● Extract provided
What is the Best Approach to Account for Clean Energy Storage?

Utility-scale energy storage is becoming essential to a cleaner and more reliable grid. Batteries and other storage resources can absorb electricity when renewable generation is abundant and discharge it later when demand is higher or renewable output is lower. This flexibility can help integrate more wind and solar, reduce curtailment, support grid reliability, and give voluntary buyers new tools to better align clean electricity supply with demand.

But storage also creates an accounting challenge: how should renewable electricity and its associated attributes be counted when electricity is stored before it is used?

The answer matters. If storage is not accounted for correctly, it can multiply renewable energy claims, obscure storage losses, or create conflicting claims across certificate tracking systems, emissions reporting frameworks, and wholesale market tools. As storage deployment grows and resources are increasingly operated across energy, capacity, and ancillary service markets, accounting rules must be clear enough to preserve the credibility of renewable electricity and emissions claims.

CRS’s Clean Energy Accounting Project (CEAP) is currently convening an expert working group on Accounting for Utility-scale Clean Energy Storage to provide stakeholder-driven guidance on this issue. While official guidance is still being developed, the working group found that three possible accounting approaches help clarify the choices facing voluntary markets.

Under a “storage-as-load” approach, storage is treated as the endpoint of electricity consumption. Renewable attributes are assigned when electricity is used to charge the storage asset (e.g., battery), and storage discharge does not independently support a subsequent renewable electricity use or delivery claim. This approach is conservative and reduces double-counting risk, but it does not allow for storage output to be characterized or fully recognize storage’s ability to shift renewable electricity across time.

Under a “storage-as-generation” approach, storage output may be credited as clean generation, but only within a specific compliance program or policy framework. This can work for bounded programs designed to achieve specific system outcomes, such as peak-period emissions reductions. But it is not well suited for voluntary renewable electricity claims, because storage does not itself generate renewable energy.

For voluntary markets, the strongest approach is likely “storage-as-transmission.” This treats storage as a mechanism for conveying renewable attributes through time, much like transmission conveys electricity across a geographic area. Under this model, renewable attributes associated with input electricity may be carried forward to discharged electricity—but only if the accounting system demonstrates continuity, exclusivity, mass balance, and comprehensive treatment of storage losses.

A credible storage-as-transmission framework should include several safeguards:

  1. Renewable attributes must derive from eligible renewable generation and qualifying contractual instruments. Storage output should not be treated as renewable merely because it comes from a battery.
  2. The framework must define the conditions under which renewable attributes may be assigned to electricity entering storage, including the role of contractual instruments and relevant physical or operational factors.

● Problems to solve
• A. Could you copy, word for word, the part of the article on accounting for clean energy storage that runs from "For voluntary markets, the" up to and including "from a battery."?
• B. What follows the last sentence of the article on accounting for clean energy storage? Write the continuation.

● Source data
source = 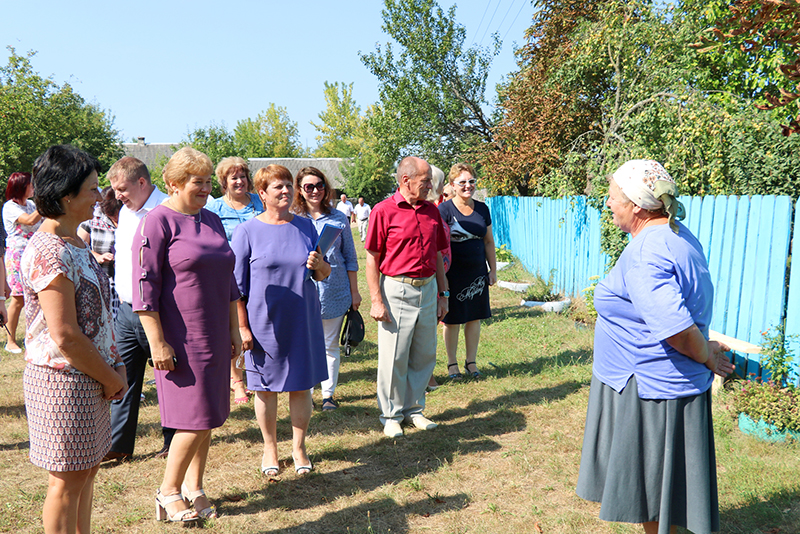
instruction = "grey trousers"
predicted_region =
[378,276,439,425]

● Answers below
• A.
For voluntary markets, the strongest approach is likely “storage-as-transmission.” This treats storage as a mechanism for conveying renewable attributes through time, much like transmission conveys electricity across a geographic area. Under this model, renewable attributes associated with input electricity may be carried forward to discharged electricity—but only if the accounting system demonstrates continuity, exclusivity, mass balance, and comprehensive treatment of storage losses.

A credible storage-as-transmission framework should include several safeguards:

  1. Renewable attributes must derive from eligible renewable generation and qualifying contractual instruments. Storage output should not be treated as renewable merely because it comes from a battery.

• B.
  3. Upstream certificates or attributes must be retired, cancelled, or otherwise linked to stored output so they cannot be claimed elsewhere.
  4. Claimable output must be limited to metered discharge net of storage losses, including conversion losses, auxiliary consumption, and other losses within the accounting boundary.
  5. Where storage is charged with a mix of renewable-backed and unspecified electricity, output attributes must be allocated using a transparent method, such as proportional allocation or first-in, first-out accounting.
  6. Storage accounting must be reconciled with existing REC and energy attribute certificate systems. Administrative emissions allocation systems can provide useful information, but they should not be treated as evidence of renewable attribute ownership unless linked to certificate retirement or equivalent controls.

Adopting a storage-as-transmission approach supports broader voluntary market goals because it works with existing markets for RECs and other contractual instruments, which remain essential for credible renewable electricity use claims. REC revenues generated through voluntary markets can support renewable deployment, expand access, and help finance new projects.

Storage should strengthen existing markets, not confuse them. A well-designed storage-as-transmission approach can help voluntary buyers support clean energy storage and procure clean electricity to match their consumption with greater temporal precision, while preserving the core principles that make voluntary markets credible: exclusive ownership, no double counting, and claims grounded in auditable instruments.

CEAP’s initiative is expected to publish accounting guidance in time for the Renewable Energy Markets™ (REM™) conference, September 1–3, 2026. Come join us in Washington, DC to learn more.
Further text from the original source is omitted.